#### SHORT PROBLEM:
Continue the abstract on Jewish cemeteries in Romania, starting after its final sentence.

Jewish Cemeteries of Romania: Alba Iulia Case Study
Abstract
Places of memory and also holders of significant historical information, Jewish
cemeteries were in Romania insufficiently subject to recovery efforts. The dramatic
decline in Jewish communities led to the cessation of the use of several cemeteries and
to severe deteriorations of funerary monuments. According to statistics from 2007, of
the 810 registered cemeteries, over 750 were in places where Jews no longer existed. In
the last decade a general inventory has been made and the risk factors for the
preservation of gravestones have been indicated. However, concrete interventions for
research and preservation of cemeteries have been delayed. In these circumstances, the
question is whether their meanings (sacred places, places of memory, vestiges of the
past) have been preserved for the non-Jewish communities, or whether they are
doomed to oblivion, like the communities they served. My paper tries to answer this
question, based on the results of an ongoing project, regarding the inventory and
description of gravestones existing in the Jewish cemeteries of Alba County.

#### RAW DATA:

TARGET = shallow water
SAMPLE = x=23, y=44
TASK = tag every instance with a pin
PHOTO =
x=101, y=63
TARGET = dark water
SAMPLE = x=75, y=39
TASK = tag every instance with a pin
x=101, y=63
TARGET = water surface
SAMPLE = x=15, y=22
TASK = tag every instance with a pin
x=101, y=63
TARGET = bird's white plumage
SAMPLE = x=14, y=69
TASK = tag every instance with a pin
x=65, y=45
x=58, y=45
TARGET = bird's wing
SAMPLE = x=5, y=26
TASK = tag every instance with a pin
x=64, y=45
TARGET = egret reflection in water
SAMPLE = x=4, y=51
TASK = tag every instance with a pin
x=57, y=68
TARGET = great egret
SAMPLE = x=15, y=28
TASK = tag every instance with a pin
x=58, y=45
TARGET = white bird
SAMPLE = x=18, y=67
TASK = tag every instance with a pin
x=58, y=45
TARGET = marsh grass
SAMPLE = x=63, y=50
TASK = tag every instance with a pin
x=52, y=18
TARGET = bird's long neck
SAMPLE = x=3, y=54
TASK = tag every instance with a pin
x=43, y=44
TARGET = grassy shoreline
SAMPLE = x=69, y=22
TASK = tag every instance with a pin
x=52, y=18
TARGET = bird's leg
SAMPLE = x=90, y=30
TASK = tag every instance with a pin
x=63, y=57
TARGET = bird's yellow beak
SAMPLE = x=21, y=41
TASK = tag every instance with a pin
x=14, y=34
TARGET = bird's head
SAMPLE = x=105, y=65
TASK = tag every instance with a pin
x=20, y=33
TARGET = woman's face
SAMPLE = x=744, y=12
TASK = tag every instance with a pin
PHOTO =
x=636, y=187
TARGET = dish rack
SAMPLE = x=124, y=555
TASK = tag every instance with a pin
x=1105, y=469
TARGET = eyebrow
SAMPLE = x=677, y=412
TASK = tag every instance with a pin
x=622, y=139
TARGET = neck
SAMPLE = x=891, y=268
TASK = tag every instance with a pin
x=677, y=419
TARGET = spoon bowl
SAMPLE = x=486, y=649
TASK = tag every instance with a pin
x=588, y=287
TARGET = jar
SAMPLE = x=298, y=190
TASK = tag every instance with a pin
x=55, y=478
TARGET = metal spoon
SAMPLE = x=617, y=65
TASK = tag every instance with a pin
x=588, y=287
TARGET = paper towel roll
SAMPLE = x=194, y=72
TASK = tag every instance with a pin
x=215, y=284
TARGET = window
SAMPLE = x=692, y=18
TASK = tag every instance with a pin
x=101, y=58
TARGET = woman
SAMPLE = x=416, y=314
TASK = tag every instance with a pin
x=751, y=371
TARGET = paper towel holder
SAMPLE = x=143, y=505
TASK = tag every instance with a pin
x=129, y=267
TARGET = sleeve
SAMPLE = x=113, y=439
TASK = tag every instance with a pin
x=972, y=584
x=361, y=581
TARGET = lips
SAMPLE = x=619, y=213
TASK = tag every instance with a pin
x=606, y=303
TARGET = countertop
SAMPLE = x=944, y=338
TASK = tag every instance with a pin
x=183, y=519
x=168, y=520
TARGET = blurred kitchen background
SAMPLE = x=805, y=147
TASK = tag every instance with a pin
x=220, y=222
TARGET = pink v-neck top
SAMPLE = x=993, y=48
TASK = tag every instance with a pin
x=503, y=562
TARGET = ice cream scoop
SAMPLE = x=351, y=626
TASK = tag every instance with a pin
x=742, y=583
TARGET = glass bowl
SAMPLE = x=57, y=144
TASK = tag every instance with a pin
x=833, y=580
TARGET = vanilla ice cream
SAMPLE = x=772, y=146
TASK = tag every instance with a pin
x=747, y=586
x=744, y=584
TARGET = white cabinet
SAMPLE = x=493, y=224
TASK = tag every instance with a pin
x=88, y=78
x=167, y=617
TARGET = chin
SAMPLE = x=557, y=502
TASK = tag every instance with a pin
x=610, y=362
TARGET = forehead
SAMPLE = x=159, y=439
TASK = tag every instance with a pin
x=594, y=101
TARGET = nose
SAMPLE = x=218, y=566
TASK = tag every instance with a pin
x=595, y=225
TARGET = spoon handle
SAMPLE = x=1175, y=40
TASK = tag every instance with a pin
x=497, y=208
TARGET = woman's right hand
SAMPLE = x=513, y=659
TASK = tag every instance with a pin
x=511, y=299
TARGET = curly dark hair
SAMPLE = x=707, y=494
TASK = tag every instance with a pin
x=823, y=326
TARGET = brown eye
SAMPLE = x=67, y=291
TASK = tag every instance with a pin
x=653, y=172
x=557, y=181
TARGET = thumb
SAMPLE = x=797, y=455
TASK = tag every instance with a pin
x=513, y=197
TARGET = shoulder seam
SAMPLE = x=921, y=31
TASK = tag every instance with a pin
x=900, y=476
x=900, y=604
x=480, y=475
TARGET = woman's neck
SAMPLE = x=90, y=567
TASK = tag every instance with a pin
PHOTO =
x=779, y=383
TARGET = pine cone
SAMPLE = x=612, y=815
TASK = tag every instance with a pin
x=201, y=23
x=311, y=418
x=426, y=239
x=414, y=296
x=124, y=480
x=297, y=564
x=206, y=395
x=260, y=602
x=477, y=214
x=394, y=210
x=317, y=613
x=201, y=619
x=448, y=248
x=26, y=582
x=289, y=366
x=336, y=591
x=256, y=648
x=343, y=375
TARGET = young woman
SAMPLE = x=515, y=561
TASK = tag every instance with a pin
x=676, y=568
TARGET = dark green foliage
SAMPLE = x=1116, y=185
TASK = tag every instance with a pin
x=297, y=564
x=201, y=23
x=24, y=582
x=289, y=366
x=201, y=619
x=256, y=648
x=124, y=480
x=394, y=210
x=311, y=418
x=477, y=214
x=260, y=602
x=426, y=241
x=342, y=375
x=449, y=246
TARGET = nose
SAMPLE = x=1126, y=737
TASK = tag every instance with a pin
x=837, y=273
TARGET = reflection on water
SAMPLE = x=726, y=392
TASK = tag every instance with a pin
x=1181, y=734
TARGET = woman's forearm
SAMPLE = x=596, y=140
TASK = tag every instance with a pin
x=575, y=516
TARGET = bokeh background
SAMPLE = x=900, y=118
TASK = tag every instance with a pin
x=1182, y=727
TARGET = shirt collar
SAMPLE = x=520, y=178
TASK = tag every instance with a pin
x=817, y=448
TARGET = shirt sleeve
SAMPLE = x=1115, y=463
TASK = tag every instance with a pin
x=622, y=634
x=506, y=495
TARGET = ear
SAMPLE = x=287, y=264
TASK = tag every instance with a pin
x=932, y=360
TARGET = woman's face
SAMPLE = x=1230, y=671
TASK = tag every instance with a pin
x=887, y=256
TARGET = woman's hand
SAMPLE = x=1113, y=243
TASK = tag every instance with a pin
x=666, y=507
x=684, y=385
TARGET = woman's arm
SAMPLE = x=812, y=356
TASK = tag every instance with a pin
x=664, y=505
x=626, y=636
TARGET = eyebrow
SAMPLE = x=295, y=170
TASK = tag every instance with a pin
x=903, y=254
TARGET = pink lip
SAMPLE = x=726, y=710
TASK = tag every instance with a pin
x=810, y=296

#### RESULT OF THIS TASK:
The only city in Transylvania where Jews had the right of settlement from the
seventeenth century, Alba Iulia hosted a large community of Jews, originally Sephardic,
and later majority Ashkenazi. The cemetery, with continuing function attested from the
mid eighteenth century, reflects the combination of strictly observed tradition and
tendency towards integration into the host community, in the last quarter of the
nineteenth century, when Jews acquired civil emancipation. The few monumental
crypts belonging to rich families illustrate their full integration in the host Hungarian
community. Similar situations are found in the other 18 cemeteries in the county,
subordinated to the Community of Alba Iulia: urban Neologue cemeteries (such as those
in Aiud, Blaj, Ocna Mures, Teiuş) and rural Orthodox (as one of the two in Valea
Lungă). The project mentioned above aimed at the inventory and description of
gravestones from each cemetery, as a preliminary to deciphering inscriptions and to
analysing the symbols on the funerary monuments. The information provided by these
true stone archives will be aggregated with the written sources (mainly civil registers)
in order to reconstruct the evolution of Jewish communities and the manner of their
integration into majority communities.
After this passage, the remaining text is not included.